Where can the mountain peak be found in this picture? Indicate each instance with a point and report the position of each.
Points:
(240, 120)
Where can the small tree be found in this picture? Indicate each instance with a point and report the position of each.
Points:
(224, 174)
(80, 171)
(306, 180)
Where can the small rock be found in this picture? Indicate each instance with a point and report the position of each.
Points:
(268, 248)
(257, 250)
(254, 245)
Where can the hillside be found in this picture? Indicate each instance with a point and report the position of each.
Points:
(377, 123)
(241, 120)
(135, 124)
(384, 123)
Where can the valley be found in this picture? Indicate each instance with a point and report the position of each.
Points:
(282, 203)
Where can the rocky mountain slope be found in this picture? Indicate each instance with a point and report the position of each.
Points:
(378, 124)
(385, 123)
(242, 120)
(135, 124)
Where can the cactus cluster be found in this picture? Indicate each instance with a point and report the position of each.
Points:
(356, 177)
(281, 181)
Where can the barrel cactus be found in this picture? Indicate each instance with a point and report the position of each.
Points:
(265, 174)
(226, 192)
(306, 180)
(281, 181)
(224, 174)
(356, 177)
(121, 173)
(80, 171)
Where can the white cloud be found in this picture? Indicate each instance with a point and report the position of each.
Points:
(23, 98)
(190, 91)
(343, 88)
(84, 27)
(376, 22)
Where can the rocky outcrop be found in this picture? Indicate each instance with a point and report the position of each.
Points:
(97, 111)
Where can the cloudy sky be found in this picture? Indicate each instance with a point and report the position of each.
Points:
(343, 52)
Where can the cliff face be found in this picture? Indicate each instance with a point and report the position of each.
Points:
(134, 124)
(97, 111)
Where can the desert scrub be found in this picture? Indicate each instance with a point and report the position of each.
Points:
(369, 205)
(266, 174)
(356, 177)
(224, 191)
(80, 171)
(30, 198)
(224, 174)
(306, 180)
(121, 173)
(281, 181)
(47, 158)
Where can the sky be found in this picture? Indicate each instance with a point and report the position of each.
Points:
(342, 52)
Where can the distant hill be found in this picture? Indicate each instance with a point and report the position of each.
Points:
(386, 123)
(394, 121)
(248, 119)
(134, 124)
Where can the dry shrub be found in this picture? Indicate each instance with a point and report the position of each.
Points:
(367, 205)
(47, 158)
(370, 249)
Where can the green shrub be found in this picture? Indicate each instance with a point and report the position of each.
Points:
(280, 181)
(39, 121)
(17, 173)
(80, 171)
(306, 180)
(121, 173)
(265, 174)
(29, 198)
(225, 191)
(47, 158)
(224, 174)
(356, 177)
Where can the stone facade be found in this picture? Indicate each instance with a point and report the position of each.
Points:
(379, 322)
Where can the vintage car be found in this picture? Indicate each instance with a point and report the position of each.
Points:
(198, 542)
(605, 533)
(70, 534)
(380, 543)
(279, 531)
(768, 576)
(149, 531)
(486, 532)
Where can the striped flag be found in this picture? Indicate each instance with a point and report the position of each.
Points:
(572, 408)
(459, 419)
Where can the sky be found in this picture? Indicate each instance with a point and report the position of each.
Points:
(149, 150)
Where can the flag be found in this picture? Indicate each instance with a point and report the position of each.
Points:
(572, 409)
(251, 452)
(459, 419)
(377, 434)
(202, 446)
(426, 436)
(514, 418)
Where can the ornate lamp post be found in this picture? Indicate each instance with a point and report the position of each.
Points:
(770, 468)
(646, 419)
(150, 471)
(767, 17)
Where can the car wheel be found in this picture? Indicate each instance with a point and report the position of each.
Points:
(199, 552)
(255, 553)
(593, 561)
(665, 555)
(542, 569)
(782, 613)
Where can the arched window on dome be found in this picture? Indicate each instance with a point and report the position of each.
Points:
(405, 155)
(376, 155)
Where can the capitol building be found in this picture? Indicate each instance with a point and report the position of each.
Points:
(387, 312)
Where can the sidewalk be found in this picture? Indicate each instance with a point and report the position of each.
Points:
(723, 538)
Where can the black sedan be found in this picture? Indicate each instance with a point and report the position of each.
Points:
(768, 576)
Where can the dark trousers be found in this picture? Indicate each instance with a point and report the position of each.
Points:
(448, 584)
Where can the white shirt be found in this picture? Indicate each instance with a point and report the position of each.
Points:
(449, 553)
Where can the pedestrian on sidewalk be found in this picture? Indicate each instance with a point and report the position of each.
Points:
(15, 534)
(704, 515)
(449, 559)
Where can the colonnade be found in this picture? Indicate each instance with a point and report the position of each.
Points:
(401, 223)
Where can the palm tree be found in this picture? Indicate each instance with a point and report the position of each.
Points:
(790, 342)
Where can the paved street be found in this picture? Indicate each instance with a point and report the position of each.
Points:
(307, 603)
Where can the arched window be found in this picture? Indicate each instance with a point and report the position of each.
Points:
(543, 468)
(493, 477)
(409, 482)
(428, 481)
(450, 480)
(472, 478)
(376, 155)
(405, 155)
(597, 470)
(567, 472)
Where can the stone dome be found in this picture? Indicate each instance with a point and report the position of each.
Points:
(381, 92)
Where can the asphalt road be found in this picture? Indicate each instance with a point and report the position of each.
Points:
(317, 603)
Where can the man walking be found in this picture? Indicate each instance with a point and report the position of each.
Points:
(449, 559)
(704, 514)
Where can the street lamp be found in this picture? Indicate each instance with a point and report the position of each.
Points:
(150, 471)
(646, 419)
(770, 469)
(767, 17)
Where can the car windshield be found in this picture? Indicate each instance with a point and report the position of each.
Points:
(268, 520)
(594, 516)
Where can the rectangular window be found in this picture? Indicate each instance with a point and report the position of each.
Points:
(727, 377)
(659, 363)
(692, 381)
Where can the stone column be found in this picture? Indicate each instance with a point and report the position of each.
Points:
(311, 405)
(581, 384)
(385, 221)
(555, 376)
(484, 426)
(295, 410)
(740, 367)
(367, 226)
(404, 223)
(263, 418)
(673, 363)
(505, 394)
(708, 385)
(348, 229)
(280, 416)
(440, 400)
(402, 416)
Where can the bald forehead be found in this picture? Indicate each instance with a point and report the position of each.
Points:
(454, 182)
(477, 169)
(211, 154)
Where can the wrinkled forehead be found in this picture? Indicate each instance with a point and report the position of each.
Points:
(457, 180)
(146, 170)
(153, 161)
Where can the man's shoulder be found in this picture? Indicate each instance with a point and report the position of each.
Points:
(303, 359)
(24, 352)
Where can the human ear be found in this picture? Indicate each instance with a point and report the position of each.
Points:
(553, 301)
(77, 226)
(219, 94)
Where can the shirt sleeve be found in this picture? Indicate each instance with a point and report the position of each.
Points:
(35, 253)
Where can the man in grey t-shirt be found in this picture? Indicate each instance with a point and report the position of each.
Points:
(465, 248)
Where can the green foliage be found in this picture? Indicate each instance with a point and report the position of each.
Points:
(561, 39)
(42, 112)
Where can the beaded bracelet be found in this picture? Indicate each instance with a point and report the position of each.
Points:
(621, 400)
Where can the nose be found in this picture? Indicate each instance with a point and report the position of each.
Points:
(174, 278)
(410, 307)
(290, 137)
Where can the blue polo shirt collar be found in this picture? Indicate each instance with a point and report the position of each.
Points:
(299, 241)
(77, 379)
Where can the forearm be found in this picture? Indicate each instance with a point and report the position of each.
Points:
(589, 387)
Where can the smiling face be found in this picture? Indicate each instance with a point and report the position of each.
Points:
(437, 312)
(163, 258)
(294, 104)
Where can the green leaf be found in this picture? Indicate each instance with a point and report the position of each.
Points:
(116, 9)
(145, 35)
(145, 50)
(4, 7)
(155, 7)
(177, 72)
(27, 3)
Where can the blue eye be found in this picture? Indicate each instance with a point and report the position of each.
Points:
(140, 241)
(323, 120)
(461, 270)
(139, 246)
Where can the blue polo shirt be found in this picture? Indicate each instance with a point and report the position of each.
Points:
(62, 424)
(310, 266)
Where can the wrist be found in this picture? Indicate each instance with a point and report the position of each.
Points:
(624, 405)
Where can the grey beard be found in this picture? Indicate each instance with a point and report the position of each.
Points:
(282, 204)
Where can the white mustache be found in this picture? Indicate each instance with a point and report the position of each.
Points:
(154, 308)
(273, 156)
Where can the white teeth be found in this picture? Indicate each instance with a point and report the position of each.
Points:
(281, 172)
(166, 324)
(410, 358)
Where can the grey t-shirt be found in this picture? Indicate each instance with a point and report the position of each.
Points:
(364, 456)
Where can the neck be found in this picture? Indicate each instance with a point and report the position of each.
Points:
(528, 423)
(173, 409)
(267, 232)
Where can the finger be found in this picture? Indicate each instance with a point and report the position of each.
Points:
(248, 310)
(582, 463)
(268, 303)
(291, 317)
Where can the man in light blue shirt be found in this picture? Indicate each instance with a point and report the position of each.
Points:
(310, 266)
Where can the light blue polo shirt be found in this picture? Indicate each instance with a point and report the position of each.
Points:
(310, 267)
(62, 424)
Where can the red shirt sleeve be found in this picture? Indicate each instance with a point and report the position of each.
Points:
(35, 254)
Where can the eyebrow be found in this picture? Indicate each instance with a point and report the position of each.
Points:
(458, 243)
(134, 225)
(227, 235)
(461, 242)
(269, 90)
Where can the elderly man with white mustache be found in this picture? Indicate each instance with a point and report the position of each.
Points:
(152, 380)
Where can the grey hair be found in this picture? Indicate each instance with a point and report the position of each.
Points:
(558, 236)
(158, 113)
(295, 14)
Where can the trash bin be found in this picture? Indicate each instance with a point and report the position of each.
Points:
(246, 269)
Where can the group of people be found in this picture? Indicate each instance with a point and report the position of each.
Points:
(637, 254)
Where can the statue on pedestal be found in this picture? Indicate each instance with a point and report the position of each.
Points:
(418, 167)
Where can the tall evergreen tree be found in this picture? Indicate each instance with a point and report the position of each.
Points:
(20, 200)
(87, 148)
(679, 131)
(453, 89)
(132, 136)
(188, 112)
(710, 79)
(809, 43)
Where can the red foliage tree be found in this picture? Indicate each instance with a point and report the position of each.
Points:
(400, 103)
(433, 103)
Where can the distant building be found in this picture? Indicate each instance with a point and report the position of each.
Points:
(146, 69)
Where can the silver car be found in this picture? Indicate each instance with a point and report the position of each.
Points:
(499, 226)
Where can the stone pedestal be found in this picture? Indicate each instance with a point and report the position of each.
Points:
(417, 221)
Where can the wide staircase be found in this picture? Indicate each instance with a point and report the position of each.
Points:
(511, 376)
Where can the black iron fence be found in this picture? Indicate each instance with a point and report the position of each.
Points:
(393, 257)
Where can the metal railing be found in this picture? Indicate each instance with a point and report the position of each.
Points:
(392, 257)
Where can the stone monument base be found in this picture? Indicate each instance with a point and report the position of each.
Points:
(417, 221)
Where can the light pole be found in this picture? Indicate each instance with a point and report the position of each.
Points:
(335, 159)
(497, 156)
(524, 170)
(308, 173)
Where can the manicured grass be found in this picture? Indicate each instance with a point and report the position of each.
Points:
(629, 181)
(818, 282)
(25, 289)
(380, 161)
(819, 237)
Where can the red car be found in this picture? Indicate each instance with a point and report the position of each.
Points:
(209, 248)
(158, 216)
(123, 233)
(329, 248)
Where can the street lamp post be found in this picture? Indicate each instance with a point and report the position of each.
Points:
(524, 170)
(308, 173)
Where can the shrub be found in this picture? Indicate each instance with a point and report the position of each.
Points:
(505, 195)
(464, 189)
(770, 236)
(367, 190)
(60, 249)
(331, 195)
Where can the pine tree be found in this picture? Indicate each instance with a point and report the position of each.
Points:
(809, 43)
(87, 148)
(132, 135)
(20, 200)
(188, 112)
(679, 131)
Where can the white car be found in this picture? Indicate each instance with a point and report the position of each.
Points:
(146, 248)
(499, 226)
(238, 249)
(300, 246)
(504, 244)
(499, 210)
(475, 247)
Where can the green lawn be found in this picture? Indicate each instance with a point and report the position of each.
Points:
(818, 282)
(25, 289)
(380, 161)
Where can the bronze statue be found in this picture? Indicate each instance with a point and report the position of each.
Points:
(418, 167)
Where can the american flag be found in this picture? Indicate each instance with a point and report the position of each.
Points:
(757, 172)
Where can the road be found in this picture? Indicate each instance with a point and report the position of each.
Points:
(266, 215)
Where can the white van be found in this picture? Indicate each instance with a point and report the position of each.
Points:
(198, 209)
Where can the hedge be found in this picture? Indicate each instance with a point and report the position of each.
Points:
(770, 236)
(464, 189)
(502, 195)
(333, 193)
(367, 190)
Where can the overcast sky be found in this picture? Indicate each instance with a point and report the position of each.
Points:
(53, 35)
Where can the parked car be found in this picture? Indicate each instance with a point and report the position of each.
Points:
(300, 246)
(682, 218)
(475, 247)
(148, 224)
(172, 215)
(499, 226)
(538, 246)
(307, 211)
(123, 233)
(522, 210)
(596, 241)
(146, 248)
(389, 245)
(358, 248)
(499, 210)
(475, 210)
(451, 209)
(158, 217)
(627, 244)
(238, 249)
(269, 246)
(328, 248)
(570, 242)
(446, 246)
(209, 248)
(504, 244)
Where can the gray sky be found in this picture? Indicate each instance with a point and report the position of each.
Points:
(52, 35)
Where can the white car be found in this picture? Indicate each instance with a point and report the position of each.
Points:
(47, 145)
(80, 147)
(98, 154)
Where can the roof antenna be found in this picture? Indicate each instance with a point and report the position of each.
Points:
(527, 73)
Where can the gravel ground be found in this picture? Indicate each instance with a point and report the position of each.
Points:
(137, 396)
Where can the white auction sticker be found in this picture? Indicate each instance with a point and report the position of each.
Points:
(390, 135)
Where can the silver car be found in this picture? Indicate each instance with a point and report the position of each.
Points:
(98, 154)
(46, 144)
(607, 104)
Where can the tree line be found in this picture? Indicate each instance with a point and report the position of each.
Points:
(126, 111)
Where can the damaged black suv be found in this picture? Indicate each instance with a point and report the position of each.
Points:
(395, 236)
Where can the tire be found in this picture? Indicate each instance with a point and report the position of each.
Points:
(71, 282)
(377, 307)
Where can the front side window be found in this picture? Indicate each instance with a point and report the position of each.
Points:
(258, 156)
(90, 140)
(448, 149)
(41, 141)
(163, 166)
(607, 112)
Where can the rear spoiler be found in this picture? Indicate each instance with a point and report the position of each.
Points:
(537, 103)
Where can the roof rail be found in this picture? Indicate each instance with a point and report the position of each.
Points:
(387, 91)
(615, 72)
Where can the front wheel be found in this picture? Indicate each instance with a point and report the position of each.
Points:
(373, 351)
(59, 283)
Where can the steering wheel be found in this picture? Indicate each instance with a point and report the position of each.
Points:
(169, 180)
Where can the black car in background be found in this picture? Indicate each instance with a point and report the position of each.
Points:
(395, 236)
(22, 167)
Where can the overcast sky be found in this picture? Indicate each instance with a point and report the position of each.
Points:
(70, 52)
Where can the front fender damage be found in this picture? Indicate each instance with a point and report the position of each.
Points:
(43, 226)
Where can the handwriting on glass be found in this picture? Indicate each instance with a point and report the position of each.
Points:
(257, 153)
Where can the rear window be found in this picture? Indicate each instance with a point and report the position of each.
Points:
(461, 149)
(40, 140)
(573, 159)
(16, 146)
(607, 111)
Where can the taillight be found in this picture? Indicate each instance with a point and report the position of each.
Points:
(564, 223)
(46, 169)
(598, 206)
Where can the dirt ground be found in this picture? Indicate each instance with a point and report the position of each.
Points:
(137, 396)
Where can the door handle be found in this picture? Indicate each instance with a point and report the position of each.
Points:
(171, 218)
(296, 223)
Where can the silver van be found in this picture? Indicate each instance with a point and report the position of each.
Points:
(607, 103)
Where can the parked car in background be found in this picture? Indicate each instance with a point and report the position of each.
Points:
-------------------------
» The task:
If the word "foliage" appears in a line above, copy that line.

» Solution to this problem:
Where can the green foliage be found in this picture? Indicate each instance with a point and report the position of each.
Where can the red foliage tree be found in this picture? Indicate each instance with a point and report the position of each.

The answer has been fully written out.